§ DATASET:

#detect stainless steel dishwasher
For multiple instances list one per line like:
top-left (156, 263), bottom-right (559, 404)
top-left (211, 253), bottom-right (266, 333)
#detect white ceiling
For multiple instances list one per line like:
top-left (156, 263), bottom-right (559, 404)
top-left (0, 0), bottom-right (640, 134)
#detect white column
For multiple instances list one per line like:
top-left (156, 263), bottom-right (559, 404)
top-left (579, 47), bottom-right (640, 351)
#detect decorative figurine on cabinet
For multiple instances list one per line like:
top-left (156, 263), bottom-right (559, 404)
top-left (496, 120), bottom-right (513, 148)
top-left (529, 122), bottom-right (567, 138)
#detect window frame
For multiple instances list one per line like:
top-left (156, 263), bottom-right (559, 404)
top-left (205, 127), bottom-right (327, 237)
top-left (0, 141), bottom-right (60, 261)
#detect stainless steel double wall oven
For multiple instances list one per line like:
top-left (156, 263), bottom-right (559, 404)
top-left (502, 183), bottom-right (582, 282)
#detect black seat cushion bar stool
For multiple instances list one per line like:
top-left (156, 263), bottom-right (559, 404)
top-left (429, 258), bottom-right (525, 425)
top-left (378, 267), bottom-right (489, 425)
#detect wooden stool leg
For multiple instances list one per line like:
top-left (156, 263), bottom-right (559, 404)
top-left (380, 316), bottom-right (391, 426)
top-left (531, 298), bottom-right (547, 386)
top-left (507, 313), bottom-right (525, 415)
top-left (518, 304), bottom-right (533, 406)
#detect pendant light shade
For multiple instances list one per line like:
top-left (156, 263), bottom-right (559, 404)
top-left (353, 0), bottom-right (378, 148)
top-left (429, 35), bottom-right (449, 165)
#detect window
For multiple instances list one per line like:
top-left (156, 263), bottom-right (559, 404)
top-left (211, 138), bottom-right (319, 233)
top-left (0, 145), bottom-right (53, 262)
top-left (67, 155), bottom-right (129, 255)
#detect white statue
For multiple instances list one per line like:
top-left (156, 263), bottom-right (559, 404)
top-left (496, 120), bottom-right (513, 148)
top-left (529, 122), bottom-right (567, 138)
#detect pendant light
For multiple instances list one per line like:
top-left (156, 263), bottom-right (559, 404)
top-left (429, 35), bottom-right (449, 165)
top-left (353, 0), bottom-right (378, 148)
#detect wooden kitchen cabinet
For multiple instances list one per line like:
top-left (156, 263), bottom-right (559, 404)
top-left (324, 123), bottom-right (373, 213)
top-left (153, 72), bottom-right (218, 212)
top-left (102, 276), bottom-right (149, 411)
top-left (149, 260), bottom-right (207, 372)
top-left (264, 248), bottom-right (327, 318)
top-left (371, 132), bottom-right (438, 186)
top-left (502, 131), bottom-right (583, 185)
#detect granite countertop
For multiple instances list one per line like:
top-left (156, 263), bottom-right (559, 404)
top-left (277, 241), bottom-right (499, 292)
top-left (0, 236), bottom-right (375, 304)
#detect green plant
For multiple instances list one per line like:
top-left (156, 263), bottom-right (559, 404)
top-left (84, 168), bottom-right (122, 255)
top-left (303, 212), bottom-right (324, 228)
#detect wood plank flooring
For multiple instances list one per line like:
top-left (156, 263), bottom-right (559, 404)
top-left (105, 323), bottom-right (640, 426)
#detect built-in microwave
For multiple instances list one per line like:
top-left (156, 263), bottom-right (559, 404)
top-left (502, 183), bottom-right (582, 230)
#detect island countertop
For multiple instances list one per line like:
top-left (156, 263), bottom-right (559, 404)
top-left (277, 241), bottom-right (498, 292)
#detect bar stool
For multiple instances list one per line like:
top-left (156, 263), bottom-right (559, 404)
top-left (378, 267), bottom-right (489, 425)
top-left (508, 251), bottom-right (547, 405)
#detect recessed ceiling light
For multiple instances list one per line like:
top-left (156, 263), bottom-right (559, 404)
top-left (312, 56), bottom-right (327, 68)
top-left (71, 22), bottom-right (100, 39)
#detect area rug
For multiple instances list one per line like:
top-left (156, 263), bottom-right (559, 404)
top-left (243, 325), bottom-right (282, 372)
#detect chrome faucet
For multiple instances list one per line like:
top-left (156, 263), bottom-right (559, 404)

§ PROBLEM REQUIREMENTS: Rewrite the records from their first line through the line containing "top-left (0, 0), bottom-right (640, 134)", inclusive, keeping every request line as is. Shift each answer box by adding 118 to all of its coordinates, and leave the sample coordinates in the format lines unchanged.

§ ANSWER TO THE PROBLEM:
#detect stainless steel dishwasher
For multiple instances list one per line like:
top-left (156, 263), bottom-right (559, 404)
top-left (329, 371), bottom-right (384, 451)
#detect white ceiling
For multiple instances list one per line like:
top-left (156, 263), bottom-right (559, 404)
top-left (118, 118), bottom-right (758, 252)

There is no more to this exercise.